Gather every line of the records that contains the word "According" and list those lines.

Dataset records
+===+

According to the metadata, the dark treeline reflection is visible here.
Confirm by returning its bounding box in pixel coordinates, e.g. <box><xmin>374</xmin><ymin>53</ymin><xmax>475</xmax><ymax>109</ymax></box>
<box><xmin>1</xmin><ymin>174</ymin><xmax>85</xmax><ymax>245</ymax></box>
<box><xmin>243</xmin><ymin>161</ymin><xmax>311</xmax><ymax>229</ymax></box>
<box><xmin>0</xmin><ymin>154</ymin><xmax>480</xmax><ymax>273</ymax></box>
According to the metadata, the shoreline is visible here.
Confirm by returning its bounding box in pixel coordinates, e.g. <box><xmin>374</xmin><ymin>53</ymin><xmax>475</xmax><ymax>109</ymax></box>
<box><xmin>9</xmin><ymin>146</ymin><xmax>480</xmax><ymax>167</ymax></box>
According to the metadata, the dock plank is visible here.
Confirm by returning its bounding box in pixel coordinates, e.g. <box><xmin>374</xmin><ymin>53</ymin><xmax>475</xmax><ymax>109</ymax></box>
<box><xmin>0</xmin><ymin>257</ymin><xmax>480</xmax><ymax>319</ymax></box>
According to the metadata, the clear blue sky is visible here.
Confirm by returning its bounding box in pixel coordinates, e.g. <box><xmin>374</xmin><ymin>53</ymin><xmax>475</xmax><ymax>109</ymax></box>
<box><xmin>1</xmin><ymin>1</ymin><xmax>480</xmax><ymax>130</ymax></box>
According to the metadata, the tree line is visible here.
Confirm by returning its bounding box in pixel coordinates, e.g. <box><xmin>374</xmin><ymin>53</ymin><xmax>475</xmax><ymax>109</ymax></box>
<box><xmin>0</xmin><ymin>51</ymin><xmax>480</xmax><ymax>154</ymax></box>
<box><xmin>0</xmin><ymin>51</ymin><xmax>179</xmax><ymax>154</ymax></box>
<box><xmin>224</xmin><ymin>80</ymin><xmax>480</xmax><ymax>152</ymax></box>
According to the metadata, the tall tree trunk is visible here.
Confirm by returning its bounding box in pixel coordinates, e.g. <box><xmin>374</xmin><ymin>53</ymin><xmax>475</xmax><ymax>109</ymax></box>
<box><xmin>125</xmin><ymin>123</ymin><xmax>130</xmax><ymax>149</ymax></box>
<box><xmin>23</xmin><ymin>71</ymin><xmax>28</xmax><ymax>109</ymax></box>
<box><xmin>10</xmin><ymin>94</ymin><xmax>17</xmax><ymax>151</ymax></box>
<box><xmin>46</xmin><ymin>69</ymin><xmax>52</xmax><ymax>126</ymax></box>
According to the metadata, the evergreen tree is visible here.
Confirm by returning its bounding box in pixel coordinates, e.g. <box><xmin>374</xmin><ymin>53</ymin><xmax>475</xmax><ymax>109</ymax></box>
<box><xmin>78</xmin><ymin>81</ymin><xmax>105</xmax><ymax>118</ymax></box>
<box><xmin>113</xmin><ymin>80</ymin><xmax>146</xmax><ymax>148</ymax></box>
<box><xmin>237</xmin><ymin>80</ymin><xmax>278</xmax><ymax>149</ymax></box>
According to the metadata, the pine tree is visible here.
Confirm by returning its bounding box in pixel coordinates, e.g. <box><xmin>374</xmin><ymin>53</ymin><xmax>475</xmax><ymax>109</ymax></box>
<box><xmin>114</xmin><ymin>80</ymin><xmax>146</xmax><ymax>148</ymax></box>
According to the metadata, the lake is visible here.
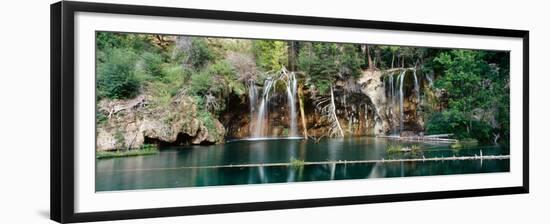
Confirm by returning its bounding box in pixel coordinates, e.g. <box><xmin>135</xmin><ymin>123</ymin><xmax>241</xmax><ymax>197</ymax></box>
<box><xmin>96</xmin><ymin>137</ymin><xmax>510</xmax><ymax>191</ymax></box>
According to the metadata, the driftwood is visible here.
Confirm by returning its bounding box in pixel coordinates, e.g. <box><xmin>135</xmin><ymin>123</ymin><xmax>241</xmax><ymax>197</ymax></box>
<box><xmin>381</xmin><ymin>134</ymin><xmax>458</xmax><ymax>143</ymax></box>
<box><xmin>104</xmin><ymin>154</ymin><xmax>510</xmax><ymax>172</ymax></box>
<box><xmin>99</xmin><ymin>95</ymin><xmax>145</xmax><ymax>118</ymax></box>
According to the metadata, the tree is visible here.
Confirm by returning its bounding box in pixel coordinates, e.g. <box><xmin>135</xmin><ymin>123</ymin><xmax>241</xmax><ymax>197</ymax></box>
<box><xmin>427</xmin><ymin>50</ymin><xmax>508</xmax><ymax>141</ymax></box>
<box><xmin>252</xmin><ymin>40</ymin><xmax>288</xmax><ymax>71</ymax></box>
<box><xmin>97</xmin><ymin>48</ymin><xmax>141</xmax><ymax>99</ymax></box>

+===+

RESPONSE BELOW
According to the metadata, the dark treeline reflection is visible here.
According to the metadata, the shoreline is visible here.
According to the metadata, the dock plank is visible here.
According to the metadata, the clear blue sky is visible here.
According to the metadata, the tree line is visible here.
According to the metadata, the tall tree trunk is visible here.
According to the metadata, the evergreen tree is visible here.
According to the metadata, the pine tree is visible here.
According to the metadata, the lake is visible here.
According to the metadata, the driftwood is visible here.
According to the metadata, the tree is visible here.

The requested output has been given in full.